> What you should do:
Copy every line below from the one containing "of the sourdough" down to the one containing "x=310, y=10", including both of those lines, without changing anything.

> Data lines:
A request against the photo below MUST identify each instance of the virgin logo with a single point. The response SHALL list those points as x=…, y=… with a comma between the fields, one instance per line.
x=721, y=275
...
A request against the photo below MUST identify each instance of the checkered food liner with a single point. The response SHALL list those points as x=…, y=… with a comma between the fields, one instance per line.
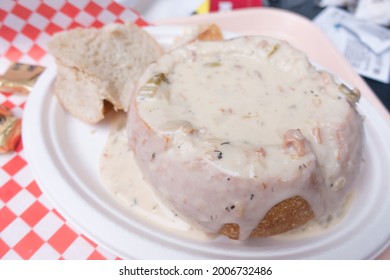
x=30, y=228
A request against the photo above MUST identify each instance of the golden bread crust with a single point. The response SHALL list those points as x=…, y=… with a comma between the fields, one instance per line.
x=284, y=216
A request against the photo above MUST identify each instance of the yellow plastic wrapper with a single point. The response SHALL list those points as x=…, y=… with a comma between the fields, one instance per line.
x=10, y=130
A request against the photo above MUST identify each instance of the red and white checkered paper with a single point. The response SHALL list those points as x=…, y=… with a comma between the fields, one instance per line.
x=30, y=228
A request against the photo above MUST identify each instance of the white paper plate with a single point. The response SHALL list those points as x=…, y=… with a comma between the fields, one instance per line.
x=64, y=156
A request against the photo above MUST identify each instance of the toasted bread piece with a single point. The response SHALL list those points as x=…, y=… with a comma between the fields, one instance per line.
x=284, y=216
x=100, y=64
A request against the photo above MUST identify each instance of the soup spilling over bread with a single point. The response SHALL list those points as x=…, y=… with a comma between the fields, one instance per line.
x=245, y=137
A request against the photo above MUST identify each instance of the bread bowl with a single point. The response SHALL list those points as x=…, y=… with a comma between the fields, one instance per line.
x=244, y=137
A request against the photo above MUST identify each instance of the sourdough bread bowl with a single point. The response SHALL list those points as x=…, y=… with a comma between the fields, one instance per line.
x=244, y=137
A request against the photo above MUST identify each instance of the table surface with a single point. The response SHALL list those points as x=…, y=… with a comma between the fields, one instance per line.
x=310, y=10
...
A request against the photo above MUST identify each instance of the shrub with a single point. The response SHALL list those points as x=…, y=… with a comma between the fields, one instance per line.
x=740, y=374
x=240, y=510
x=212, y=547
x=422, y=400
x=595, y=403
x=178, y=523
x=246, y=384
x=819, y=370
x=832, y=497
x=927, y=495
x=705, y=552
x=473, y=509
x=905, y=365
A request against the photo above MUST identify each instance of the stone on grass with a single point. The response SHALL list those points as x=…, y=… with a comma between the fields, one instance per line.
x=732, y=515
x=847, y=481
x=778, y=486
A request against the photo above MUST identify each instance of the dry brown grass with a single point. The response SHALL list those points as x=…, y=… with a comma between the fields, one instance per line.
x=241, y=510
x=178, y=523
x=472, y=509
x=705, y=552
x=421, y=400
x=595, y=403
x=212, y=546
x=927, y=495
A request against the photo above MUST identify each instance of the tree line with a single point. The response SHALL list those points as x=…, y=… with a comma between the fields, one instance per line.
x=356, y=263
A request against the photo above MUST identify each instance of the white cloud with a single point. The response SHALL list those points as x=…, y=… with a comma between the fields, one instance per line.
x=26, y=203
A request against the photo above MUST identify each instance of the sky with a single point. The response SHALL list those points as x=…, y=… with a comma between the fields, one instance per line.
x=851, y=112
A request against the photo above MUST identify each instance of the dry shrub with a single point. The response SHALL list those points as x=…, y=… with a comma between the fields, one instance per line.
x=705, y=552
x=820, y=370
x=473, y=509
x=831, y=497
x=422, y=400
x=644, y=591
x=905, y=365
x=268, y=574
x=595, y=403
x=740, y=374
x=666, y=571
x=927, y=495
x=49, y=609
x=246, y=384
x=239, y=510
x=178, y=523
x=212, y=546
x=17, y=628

> Full solution:
A request against the photo above MUST identify each instance of the sourdough bread bowl with a single point. The response SHALL list those points as x=…, y=… with a comma between the fields, one instance per line.
x=244, y=137
A request against the photo above MUST identify each instance of the table surface with a single point. The response SHALL list those points as x=…, y=… with a comma between the fields, one instance per line.
x=310, y=10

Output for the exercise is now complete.